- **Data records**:
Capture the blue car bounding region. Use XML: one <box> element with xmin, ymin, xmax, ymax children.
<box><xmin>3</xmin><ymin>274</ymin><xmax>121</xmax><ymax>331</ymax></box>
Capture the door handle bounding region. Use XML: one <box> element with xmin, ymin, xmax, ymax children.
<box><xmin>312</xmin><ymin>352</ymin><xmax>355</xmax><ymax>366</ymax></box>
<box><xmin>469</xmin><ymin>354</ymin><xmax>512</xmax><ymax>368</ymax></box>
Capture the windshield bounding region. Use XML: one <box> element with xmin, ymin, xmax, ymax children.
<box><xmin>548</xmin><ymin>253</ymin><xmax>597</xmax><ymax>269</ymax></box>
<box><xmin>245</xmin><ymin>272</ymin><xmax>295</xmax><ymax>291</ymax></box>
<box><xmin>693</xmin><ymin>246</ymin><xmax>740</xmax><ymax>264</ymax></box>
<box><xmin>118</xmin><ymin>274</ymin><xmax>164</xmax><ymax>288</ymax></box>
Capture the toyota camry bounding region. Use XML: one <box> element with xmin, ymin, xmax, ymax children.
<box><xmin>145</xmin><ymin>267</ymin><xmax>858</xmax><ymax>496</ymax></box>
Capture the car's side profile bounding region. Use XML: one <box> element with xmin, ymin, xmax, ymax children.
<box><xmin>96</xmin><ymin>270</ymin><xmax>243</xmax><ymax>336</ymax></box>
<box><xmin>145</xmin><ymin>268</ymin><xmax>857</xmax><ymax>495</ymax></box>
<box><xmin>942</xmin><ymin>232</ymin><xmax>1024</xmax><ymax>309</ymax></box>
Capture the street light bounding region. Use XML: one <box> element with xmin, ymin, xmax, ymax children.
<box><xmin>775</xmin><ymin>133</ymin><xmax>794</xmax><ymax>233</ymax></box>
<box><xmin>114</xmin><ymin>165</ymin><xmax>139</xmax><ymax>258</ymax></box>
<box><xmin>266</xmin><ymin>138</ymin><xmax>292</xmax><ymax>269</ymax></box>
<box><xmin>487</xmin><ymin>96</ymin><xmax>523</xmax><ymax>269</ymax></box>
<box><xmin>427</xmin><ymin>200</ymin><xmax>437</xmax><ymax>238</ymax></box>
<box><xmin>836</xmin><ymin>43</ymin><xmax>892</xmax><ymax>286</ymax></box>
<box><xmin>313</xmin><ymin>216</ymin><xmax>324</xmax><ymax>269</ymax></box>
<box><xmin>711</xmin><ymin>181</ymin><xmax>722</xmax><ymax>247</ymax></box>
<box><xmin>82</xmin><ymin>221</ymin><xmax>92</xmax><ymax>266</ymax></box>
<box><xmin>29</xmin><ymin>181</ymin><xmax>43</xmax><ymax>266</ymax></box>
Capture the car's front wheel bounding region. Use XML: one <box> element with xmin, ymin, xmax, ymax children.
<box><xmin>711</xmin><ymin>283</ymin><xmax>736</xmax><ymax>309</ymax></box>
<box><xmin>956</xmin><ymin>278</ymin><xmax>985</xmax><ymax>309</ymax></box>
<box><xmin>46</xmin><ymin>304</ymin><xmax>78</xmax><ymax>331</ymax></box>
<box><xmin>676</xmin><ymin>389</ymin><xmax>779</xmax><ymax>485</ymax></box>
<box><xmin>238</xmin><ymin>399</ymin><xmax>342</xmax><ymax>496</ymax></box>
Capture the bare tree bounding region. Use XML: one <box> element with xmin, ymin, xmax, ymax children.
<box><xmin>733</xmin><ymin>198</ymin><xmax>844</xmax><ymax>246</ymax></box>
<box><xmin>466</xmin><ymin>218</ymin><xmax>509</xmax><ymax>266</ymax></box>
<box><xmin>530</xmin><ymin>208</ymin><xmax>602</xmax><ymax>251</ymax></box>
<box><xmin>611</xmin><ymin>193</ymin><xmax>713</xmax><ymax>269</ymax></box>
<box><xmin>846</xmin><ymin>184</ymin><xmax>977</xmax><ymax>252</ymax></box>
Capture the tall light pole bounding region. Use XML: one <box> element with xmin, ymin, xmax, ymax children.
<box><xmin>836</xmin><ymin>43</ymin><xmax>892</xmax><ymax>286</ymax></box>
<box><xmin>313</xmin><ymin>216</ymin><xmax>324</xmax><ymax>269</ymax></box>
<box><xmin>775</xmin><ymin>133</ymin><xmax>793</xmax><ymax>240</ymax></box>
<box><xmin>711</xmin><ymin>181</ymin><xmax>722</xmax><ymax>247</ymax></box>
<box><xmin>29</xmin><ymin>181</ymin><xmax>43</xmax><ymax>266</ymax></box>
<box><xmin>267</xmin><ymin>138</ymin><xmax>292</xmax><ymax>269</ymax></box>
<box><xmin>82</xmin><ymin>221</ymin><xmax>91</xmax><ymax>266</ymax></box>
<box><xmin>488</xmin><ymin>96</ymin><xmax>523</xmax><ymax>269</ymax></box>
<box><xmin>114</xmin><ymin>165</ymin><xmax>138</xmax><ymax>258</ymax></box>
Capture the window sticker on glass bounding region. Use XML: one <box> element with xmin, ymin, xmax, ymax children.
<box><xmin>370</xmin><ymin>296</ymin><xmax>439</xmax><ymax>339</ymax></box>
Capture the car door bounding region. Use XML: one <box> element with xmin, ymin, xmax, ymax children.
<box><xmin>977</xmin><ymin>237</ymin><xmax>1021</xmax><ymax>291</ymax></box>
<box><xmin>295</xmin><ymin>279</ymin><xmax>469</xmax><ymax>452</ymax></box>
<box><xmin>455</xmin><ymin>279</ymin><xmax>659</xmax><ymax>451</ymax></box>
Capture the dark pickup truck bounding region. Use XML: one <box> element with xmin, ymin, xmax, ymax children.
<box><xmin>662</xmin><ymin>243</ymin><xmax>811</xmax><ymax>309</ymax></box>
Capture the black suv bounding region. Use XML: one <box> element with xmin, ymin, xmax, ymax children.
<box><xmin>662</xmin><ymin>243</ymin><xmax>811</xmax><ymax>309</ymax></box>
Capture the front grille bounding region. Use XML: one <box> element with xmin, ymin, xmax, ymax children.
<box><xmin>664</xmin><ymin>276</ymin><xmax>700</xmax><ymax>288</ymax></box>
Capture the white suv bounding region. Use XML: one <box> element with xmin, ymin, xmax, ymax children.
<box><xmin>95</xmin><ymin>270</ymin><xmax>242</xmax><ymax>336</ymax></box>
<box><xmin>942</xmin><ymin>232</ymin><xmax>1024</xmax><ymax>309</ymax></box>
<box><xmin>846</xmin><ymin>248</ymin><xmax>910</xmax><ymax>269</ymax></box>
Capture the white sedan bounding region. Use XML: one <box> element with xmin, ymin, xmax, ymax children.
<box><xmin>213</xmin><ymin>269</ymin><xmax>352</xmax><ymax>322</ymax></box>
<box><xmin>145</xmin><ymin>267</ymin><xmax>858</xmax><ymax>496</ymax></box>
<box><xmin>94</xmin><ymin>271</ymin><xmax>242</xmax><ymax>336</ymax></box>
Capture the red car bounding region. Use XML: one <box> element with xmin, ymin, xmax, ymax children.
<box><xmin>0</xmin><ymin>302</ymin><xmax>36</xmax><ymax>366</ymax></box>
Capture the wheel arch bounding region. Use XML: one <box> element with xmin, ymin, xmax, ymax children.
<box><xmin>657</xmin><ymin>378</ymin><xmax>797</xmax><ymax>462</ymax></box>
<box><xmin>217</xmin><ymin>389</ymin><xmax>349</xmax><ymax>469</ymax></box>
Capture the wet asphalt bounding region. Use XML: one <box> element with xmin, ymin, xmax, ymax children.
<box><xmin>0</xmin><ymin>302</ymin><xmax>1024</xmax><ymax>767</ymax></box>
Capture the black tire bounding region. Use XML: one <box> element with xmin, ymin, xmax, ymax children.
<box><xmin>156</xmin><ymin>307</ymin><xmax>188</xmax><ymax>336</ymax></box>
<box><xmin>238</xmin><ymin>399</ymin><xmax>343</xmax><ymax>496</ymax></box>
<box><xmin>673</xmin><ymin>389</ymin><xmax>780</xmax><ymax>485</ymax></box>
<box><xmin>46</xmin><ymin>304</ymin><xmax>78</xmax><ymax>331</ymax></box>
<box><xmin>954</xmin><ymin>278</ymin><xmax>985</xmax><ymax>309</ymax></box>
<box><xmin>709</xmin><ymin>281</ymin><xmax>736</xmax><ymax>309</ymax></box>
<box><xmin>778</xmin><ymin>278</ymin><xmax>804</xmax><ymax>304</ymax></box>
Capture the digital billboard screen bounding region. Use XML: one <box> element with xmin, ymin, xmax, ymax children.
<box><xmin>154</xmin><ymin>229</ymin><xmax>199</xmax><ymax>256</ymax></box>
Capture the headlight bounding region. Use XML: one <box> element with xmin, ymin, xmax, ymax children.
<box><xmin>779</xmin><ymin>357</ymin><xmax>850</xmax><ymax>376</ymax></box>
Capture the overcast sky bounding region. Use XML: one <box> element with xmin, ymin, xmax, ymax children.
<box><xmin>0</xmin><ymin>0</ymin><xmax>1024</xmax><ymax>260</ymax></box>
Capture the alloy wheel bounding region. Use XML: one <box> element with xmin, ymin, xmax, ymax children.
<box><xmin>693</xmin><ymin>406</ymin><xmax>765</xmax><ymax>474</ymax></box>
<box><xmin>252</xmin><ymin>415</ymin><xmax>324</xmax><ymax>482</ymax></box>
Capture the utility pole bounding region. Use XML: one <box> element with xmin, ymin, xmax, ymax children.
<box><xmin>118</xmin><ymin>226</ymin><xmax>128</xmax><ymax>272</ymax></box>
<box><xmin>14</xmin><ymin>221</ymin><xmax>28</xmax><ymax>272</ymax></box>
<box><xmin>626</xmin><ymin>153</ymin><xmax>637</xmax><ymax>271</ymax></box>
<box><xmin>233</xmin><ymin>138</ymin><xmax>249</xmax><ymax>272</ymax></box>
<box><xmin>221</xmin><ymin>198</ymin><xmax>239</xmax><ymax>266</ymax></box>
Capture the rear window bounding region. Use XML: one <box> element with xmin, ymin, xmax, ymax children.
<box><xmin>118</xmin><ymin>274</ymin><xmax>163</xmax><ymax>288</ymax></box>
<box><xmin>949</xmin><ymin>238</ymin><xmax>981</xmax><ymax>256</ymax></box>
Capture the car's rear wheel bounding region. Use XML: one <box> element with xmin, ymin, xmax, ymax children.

- **TASK TO COMPLETE**:
Output an exact copy of the lines beginning at the one that holds "Capture the headlight" and running through the final line of the records.

- **TASK RESULT**:
Capture the headlight bounding region. Use XML: one <box> element with xmin, ymin, xmax, ymax children.
<box><xmin>779</xmin><ymin>357</ymin><xmax>850</xmax><ymax>376</ymax></box>
Capture the overcast sky bounding region. Use XML: one <box> element with xmin, ymin, xmax, ymax children.
<box><xmin>0</xmin><ymin>0</ymin><xmax>1024</xmax><ymax>260</ymax></box>
Capture the alloy wheel bounding region. Use XML: one <box> element with xmin, ymin, xmax, ymax children.
<box><xmin>693</xmin><ymin>406</ymin><xmax>765</xmax><ymax>474</ymax></box>
<box><xmin>252</xmin><ymin>415</ymin><xmax>324</xmax><ymax>482</ymax></box>
Capture the utility pole bounding region. Use XML: one <box> element with xmin, ymin, xmax, ymax children.
<box><xmin>118</xmin><ymin>226</ymin><xmax>128</xmax><ymax>272</ymax></box>
<box><xmin>14</xmin><ymin>221</ymin><xmax>28</xmax><ymax>272</ymax></box>
<box><xmin>626</xmin><ymin>153</ymin><xmax>637</xmax><ymax>271</ymax></box>
<box><xmin>233</xmin><ymin>138</ymin><xmax>249</xmax><ymax>272</ymax></box>
<box><xmin>221</xmin><ymin>198</ymin><xmax>239</xmax><ymax>266</ymax></box>
Capture the rear window bounding region. Use XML: one <box> element with xmin, ymin, xmax, ymax children.
<box><xmin>118</xmin><ymin>274</ymin><xmax>163</xmax><ymax>288</ymax></box>
<box><xmin>949</xmin><ymin>238</ymin><xmax>981</xmax><ymax>256</ymax></box>
Capture the car's rear wheel bounding region. Use XML: one <box> element with xmin, ymin, xmax, ymax children.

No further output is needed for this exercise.